>>

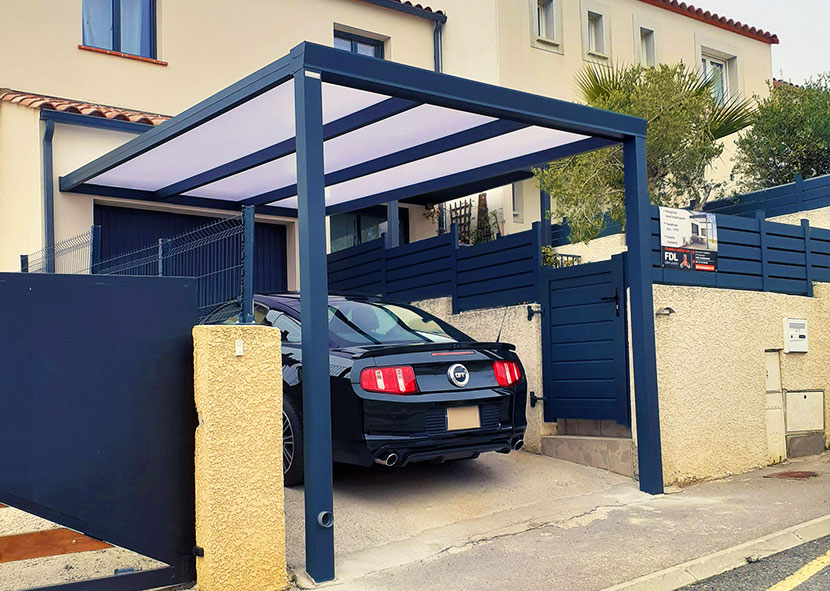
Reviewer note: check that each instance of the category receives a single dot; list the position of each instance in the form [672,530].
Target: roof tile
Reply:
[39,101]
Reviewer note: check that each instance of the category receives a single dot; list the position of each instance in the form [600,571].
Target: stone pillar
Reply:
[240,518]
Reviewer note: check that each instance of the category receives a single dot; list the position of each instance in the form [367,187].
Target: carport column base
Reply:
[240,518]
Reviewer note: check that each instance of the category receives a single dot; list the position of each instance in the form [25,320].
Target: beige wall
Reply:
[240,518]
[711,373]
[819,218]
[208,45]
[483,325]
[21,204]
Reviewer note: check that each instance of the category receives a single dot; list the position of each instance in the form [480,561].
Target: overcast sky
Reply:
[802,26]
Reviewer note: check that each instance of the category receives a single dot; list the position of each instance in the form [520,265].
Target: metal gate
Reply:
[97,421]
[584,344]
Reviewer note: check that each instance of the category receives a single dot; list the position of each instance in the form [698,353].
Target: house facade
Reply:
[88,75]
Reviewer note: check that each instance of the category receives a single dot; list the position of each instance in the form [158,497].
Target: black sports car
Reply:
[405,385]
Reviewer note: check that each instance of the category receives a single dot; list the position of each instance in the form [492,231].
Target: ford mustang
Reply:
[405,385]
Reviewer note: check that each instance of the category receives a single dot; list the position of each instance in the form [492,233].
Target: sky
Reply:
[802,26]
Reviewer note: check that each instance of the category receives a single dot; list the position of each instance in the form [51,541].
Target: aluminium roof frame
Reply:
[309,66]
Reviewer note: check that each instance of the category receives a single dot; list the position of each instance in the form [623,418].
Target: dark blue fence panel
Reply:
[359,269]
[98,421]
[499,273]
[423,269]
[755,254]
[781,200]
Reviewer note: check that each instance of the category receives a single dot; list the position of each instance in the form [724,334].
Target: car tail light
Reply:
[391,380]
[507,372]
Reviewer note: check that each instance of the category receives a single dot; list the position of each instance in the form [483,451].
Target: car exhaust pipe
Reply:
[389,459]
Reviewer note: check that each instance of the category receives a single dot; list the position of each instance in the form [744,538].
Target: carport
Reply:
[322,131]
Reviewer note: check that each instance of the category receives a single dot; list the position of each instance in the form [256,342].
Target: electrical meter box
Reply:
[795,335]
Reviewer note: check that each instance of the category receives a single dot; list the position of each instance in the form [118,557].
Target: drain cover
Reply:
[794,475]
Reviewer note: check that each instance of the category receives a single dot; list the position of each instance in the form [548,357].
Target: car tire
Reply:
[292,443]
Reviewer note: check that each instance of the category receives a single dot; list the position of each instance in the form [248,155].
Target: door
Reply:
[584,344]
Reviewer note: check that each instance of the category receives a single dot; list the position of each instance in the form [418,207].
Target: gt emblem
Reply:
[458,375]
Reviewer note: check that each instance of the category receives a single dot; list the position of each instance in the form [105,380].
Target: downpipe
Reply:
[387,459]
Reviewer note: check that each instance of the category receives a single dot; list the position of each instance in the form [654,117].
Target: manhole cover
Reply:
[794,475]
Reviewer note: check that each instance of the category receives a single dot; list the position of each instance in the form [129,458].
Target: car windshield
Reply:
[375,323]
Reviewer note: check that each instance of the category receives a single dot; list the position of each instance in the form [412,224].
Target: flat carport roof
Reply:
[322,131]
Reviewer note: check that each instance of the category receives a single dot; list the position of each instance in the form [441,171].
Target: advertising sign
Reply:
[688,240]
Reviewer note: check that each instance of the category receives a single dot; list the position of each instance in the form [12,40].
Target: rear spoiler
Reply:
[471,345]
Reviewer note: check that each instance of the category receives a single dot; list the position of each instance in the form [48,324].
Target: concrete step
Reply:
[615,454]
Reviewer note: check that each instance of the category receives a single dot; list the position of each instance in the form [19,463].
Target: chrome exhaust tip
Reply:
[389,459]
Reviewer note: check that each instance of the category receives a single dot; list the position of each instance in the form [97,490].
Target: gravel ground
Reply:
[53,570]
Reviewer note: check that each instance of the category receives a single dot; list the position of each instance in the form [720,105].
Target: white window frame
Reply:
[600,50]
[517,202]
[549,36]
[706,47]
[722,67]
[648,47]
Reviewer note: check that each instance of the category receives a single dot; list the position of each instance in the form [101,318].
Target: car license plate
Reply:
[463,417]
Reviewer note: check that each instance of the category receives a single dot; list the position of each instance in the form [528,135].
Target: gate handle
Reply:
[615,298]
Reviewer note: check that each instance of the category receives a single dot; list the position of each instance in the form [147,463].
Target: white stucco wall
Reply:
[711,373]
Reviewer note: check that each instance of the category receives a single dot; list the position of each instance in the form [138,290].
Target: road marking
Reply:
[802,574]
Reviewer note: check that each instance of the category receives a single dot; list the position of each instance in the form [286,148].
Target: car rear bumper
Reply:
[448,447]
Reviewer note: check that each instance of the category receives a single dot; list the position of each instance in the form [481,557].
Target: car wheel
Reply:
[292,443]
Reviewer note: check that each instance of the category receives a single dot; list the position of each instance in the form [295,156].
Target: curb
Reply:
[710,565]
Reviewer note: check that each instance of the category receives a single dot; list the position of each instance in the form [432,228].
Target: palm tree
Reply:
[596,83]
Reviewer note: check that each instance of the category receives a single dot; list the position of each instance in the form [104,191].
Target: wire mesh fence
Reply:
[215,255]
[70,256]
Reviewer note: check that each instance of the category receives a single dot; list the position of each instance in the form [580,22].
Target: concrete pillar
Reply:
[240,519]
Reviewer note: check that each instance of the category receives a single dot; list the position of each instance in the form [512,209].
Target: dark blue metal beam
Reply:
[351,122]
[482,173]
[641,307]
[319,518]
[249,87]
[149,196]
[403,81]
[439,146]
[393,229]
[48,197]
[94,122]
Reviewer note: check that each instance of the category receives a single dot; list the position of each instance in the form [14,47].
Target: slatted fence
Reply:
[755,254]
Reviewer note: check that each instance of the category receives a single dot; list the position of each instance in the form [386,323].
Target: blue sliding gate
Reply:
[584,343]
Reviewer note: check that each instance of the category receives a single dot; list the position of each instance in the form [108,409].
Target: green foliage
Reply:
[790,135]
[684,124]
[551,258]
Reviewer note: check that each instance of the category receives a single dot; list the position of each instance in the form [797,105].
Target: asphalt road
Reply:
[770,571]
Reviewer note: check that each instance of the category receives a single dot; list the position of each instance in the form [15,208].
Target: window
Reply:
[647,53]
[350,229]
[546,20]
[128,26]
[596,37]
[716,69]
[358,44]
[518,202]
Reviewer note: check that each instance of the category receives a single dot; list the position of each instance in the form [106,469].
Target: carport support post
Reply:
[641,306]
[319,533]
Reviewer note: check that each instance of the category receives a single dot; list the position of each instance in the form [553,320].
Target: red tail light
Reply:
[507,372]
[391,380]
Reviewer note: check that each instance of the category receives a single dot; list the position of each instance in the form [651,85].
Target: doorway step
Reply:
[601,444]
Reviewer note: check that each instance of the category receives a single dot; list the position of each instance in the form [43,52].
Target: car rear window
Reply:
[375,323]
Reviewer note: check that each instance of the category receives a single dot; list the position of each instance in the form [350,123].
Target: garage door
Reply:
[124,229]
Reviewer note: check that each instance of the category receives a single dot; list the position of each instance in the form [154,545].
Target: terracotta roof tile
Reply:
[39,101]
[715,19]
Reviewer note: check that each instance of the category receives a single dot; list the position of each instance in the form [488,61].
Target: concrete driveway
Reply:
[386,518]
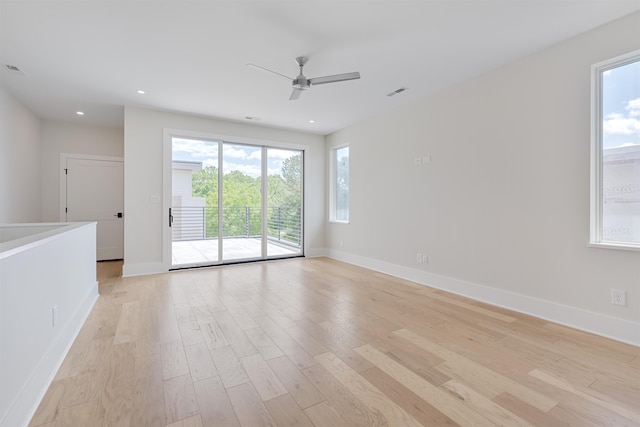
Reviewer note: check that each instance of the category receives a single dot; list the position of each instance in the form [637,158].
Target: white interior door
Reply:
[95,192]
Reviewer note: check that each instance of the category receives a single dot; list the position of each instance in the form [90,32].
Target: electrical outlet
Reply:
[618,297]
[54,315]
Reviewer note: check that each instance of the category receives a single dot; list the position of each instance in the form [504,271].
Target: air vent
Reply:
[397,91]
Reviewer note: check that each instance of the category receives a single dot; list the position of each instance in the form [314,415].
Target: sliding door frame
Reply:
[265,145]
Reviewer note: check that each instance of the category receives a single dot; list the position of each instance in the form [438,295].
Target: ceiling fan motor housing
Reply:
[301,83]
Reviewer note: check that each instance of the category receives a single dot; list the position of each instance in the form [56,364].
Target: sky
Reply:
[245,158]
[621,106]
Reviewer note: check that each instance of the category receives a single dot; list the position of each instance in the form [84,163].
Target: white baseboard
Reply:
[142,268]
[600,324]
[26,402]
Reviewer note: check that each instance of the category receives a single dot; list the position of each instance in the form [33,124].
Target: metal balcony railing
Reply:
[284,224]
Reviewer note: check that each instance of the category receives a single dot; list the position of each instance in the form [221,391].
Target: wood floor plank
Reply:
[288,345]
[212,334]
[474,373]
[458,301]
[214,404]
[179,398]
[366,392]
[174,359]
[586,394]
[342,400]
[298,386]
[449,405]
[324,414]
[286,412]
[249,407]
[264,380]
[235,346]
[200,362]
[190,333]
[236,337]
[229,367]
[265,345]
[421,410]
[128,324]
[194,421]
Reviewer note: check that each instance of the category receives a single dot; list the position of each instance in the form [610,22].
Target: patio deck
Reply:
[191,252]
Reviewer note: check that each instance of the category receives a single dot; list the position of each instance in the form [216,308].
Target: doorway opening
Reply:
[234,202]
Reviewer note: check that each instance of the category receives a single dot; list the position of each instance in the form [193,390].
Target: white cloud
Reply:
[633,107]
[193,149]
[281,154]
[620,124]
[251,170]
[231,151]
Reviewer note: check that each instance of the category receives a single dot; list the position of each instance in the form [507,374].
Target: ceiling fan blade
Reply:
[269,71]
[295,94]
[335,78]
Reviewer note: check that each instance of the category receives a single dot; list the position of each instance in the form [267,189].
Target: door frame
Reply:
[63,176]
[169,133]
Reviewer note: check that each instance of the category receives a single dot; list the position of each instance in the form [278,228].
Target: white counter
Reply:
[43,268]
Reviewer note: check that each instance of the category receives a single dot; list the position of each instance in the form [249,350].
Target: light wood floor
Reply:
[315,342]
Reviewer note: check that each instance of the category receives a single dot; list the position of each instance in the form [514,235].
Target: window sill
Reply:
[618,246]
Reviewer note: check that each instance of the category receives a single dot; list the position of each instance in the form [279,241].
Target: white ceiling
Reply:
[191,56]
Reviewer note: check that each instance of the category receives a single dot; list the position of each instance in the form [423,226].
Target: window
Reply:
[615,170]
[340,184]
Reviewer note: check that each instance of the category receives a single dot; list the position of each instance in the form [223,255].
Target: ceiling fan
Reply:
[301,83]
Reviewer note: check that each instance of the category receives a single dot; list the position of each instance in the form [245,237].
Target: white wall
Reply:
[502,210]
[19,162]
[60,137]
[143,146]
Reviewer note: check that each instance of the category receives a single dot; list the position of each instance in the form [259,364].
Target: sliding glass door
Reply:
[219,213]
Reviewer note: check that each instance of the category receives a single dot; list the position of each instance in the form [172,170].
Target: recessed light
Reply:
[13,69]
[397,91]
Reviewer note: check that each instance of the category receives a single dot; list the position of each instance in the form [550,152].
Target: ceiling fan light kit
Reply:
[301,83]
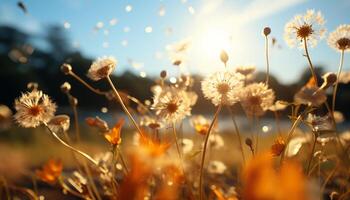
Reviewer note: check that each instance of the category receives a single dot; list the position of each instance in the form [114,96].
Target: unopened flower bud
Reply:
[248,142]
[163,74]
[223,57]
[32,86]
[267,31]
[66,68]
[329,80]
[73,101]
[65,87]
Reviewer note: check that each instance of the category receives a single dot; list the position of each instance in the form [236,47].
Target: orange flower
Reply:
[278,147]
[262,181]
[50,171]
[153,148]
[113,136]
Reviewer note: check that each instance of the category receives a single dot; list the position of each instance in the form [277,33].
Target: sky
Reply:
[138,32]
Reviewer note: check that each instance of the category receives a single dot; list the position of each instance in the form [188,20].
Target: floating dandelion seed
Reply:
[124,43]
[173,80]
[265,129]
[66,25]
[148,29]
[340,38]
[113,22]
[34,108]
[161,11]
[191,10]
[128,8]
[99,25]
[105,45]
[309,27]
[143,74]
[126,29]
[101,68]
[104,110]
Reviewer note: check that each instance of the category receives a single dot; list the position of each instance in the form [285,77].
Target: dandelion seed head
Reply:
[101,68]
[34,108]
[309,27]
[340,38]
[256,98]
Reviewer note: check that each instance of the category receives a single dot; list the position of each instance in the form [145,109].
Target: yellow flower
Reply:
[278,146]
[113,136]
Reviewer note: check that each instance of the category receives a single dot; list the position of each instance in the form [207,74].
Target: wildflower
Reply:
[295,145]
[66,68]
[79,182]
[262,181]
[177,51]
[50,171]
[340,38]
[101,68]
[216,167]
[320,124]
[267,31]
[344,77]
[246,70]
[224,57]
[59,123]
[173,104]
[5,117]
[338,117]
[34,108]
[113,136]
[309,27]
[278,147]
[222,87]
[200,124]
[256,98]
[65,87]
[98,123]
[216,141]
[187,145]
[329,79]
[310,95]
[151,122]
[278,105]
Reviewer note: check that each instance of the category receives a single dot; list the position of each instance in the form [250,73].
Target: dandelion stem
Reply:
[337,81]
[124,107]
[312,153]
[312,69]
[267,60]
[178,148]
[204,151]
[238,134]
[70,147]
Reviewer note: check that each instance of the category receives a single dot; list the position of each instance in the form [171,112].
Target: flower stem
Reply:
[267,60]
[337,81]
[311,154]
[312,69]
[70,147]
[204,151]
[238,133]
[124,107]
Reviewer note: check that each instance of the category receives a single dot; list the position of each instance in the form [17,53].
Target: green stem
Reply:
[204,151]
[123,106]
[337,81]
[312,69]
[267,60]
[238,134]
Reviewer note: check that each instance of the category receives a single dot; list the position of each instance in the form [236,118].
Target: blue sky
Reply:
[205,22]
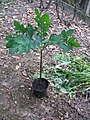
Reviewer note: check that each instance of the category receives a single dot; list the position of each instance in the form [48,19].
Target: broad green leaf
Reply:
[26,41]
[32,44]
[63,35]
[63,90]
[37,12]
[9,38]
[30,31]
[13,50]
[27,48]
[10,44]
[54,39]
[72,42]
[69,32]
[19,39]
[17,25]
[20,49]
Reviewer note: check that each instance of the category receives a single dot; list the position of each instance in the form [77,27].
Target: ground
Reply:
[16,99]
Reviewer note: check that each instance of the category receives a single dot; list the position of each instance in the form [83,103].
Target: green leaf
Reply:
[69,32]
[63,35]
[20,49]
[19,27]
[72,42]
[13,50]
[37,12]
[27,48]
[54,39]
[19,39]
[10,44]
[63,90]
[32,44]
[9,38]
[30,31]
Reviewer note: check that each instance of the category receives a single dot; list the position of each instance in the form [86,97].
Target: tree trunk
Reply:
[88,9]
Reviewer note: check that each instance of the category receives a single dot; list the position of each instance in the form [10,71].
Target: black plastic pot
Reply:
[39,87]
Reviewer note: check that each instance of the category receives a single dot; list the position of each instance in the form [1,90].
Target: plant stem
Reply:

<<

> [Directions]:
All lines from the one that contains "the form [83,103]." through the end of the material are to be quoted exactly, with both ends included.

> [Worked answer]:
Reviewer note: check that each instance of the category receives a single dot; list the position of each instance in the form [83,103].
Target: green leaf
Reply:
[69,32]
[63,35]
[20,49]
[19,27]
[72,42]
[13,50]
[37,12]
[27,48]
[54,39]
[19,39]
[10,44]
[63,90]
[32,44]
[9,38]
[30,31]
Reviewer note: check that each instance of the category receives a single dot; list the position of each instance in the form [86,97].
Target: tree trunk
Reply:
[88,9]
Reviewer note: check that each instance of the category receives a single dot; list the position of each instance in the form [10,71].
Target: black plastic pot
Reply:
[39,87]
Reviewer note: check that each instance of the category receives a single dot; list the position of each instance in the form [1,90].
Target: plant stem
Reply:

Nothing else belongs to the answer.